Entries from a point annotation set
— START —

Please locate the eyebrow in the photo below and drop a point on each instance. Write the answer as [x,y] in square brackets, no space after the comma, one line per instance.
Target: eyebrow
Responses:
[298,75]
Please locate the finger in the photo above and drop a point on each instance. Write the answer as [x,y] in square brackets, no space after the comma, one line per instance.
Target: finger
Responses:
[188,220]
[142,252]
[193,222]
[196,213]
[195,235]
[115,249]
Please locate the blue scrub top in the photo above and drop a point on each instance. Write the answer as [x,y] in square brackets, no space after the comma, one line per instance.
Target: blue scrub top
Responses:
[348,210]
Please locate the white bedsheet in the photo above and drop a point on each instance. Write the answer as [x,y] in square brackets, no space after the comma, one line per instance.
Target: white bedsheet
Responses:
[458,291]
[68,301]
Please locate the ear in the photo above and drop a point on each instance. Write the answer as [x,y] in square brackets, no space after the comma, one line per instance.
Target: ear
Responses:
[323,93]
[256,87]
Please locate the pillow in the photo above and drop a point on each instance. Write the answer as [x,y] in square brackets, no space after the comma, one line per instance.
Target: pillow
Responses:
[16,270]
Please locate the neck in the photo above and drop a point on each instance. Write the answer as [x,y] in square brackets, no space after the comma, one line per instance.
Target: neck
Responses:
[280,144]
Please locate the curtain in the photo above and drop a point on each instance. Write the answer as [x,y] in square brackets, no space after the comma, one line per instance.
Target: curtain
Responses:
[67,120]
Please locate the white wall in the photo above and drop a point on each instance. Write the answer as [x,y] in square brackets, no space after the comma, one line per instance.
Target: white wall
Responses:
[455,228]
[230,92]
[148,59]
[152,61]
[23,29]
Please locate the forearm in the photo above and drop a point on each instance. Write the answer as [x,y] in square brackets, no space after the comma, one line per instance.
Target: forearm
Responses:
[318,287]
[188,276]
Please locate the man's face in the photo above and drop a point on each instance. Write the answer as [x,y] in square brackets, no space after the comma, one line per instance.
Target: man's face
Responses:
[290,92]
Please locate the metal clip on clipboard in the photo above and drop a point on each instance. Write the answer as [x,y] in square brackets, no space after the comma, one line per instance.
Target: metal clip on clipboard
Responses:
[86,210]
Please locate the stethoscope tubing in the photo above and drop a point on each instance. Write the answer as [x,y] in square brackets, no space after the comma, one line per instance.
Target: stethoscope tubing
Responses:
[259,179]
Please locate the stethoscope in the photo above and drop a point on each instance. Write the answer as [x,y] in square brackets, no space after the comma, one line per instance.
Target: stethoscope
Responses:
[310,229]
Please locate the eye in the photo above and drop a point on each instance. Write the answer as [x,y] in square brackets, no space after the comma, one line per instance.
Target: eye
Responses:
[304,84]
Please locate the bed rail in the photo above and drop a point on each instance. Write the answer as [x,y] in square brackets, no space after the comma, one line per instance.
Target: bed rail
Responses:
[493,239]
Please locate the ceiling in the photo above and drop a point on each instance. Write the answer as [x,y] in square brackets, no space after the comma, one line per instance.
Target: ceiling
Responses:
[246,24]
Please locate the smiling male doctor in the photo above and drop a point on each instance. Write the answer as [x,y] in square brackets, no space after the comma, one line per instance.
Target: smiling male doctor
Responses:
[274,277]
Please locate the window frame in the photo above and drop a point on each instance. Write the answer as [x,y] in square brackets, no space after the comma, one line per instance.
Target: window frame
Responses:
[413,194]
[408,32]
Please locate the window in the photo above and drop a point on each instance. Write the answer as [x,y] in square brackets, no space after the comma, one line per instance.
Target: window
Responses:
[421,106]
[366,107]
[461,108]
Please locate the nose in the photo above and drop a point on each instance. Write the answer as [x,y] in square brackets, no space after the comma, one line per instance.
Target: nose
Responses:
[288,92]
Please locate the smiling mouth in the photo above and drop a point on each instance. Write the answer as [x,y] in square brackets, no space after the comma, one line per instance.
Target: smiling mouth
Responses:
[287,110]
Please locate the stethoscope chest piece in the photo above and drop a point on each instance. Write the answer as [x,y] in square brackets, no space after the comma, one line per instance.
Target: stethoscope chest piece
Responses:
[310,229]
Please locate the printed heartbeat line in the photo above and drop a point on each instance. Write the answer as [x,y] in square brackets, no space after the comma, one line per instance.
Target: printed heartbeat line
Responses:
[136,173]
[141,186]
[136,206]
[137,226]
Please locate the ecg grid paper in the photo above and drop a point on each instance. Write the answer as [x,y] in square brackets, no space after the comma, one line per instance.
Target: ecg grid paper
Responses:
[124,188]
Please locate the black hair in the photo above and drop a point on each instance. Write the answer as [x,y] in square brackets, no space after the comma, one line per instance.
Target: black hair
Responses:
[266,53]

— END —

Aim of the exercise: Output the records from the line containing "Please locate the black" through the end of the records, both ends included, as a two-column CSV with the columns request and answer. Give one row per request, putting each request's text and its answer in a single quoted field with line breaks replaced by spaces.

Finished exercise:
request,answer
"Please locate the black hair in the photo above and drop a point on each instance. Write the answer as [x,y] in square brackets, no space after the comma, one line per instance. Target: black hair Responses:","[266,53]"